Datos de la tarea>

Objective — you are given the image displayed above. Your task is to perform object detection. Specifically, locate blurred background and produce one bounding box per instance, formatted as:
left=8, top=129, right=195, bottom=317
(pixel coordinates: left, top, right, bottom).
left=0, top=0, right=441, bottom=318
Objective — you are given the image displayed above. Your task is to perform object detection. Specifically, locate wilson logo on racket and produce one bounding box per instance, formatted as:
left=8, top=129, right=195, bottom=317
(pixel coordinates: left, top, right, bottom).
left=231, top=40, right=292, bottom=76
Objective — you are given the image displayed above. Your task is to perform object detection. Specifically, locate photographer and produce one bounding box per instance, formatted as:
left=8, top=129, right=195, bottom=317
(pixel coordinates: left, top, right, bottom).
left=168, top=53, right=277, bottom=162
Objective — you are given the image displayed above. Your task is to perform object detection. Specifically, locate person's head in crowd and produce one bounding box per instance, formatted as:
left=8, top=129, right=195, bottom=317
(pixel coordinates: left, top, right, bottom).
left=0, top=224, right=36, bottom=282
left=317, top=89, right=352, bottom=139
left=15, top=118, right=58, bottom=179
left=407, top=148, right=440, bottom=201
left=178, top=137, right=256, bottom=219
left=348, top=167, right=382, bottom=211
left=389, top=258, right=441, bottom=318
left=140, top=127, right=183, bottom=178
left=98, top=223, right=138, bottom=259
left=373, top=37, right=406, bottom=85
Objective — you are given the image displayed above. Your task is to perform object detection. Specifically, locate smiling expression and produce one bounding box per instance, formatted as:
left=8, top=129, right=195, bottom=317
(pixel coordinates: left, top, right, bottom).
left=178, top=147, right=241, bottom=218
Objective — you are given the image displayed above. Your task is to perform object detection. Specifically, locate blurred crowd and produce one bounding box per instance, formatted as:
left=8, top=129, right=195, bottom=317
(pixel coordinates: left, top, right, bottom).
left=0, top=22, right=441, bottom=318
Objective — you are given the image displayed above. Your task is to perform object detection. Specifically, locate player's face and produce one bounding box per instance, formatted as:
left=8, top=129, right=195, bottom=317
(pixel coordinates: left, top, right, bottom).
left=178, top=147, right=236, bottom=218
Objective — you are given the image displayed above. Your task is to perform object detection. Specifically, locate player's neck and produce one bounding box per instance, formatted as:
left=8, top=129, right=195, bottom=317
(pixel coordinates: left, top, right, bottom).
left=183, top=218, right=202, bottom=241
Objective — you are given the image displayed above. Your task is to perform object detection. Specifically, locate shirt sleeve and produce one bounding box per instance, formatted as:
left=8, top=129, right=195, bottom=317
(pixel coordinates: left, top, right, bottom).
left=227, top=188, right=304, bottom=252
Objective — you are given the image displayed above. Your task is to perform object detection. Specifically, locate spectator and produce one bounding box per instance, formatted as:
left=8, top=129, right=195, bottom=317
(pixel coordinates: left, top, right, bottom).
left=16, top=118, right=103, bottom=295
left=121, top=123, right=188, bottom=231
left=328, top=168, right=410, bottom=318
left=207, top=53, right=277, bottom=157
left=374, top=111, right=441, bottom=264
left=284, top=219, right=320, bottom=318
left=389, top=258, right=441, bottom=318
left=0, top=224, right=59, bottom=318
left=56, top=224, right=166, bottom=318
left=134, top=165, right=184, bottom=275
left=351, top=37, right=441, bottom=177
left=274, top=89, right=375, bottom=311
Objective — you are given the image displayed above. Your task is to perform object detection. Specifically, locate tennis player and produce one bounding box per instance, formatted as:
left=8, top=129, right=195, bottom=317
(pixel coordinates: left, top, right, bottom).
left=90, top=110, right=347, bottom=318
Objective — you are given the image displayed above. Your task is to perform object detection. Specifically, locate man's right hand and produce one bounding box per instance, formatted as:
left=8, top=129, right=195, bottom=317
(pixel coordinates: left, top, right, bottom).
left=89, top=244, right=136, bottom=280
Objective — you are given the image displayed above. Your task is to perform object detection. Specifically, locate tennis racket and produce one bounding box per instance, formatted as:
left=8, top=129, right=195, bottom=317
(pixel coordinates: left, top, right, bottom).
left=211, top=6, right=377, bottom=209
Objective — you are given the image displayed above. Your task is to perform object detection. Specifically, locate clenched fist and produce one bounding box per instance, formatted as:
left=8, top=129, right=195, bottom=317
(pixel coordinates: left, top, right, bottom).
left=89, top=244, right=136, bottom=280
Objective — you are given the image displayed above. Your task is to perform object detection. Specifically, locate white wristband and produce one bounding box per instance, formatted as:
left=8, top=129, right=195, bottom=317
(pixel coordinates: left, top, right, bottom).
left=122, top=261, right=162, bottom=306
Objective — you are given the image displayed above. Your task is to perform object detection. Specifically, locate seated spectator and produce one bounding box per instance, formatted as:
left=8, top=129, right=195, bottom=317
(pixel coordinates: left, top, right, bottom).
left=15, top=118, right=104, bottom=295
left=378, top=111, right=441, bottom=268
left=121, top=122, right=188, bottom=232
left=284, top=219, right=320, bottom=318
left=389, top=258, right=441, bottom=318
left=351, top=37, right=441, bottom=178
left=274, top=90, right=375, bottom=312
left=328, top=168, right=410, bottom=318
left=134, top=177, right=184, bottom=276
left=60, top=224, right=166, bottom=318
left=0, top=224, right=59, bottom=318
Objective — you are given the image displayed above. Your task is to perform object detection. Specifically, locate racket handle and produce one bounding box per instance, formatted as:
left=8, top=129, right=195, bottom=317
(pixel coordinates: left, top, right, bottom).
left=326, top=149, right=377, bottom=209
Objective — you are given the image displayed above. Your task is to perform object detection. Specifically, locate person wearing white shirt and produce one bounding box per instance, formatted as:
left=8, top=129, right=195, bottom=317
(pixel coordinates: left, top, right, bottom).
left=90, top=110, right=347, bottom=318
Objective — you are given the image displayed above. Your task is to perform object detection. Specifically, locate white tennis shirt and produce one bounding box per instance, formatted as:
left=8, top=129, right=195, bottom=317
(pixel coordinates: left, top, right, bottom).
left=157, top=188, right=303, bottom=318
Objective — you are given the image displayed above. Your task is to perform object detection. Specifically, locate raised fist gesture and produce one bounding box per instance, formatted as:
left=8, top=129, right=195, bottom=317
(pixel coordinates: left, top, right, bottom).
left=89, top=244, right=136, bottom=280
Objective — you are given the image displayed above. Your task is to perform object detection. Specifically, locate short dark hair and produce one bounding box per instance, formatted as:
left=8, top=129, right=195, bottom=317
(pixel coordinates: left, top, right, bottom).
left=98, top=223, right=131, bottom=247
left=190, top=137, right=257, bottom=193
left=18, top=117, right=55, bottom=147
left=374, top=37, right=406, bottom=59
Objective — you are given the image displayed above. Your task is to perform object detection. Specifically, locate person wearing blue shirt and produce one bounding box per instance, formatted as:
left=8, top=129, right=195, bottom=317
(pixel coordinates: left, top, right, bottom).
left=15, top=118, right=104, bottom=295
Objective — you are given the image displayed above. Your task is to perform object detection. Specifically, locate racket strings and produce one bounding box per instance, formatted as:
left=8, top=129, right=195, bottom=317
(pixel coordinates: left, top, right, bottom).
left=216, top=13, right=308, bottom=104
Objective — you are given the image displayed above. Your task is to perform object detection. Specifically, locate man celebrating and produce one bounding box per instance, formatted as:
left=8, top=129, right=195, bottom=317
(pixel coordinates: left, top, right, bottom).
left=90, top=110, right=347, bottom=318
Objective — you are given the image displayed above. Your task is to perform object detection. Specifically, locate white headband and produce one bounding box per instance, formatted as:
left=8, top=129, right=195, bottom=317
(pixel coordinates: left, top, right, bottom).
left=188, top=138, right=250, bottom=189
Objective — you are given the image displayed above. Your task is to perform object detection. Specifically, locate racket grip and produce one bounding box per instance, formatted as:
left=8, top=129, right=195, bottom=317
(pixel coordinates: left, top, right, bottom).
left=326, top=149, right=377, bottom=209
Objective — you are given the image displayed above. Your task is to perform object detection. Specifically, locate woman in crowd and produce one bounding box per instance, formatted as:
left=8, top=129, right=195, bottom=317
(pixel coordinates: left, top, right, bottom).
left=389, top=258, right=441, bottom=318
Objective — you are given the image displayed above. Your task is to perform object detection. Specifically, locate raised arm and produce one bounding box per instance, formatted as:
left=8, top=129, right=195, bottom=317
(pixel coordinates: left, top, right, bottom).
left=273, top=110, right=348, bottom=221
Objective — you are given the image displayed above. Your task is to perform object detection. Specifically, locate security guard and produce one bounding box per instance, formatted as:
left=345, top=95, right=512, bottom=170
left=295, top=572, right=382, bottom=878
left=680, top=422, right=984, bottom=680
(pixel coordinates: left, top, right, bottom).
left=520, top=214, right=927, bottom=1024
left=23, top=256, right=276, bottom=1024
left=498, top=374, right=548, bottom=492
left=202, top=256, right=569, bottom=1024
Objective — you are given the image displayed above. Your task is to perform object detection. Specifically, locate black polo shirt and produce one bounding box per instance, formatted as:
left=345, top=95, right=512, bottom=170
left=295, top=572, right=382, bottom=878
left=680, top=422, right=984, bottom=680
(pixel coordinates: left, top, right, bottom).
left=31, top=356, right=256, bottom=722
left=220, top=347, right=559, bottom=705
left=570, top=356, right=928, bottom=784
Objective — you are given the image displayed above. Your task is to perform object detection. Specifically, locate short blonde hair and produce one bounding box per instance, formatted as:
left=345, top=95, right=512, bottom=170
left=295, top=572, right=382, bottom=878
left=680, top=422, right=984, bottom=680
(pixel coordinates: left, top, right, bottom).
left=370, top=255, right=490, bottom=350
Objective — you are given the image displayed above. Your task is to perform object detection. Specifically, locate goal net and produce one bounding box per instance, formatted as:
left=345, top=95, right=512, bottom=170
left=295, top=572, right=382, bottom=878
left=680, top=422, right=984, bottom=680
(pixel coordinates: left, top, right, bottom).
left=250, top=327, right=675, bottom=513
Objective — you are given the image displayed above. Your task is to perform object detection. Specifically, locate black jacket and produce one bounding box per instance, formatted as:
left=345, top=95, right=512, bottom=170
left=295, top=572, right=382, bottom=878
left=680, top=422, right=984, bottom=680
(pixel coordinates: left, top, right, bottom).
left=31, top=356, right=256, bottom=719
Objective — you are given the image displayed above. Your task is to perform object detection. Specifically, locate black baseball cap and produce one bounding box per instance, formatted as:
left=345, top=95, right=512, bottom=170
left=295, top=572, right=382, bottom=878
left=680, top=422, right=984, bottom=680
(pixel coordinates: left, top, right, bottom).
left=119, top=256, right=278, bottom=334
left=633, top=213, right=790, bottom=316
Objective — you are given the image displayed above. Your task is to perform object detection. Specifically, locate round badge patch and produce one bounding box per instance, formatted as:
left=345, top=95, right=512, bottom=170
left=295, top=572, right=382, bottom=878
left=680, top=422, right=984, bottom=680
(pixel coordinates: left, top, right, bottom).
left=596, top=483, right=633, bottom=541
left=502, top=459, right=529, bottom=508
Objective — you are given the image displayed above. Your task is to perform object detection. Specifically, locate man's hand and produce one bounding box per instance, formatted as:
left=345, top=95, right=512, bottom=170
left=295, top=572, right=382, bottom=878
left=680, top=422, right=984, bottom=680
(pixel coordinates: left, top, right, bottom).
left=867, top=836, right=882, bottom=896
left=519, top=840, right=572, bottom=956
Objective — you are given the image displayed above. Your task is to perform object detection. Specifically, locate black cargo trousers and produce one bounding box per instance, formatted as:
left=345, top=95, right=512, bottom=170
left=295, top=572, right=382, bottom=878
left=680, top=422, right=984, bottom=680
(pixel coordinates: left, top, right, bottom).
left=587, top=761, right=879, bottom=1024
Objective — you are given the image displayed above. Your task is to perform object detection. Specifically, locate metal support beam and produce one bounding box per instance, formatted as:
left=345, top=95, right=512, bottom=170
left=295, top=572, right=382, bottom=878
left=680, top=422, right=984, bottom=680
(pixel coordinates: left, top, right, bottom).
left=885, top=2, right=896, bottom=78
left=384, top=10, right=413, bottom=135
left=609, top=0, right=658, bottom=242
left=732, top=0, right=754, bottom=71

Objetivo indicado> Copia de nuevo todas las líneas, desde el comienzo de los datos hasta la que contiene "left=231, top=40, right=292, bottom=76", ambas incluidas. Desplaza en -8 solo las coordenadas de las respuestas.

Solución del problema>
Objective — you are given the image displayed above. Your task is to perform object detection. Specifically, locate blurred background and produce one bounding box per instance, formatted as:
left=8, top=129, right=195, bottom=317
(pixel coordinates: left, top, right, bottom).
left=-8, top=-8, right=433, bottom=310
Objective — you are given the image displayed above. Your task is to perform object detection. Specifically, locate wilson logo on racket and produce one bounding box per instance, formatted as:
left=8, top=129, right=195, bottom=317
(pixel coordinates: left, top, right, bottom).
left=223, top=32, right=284, bottom=68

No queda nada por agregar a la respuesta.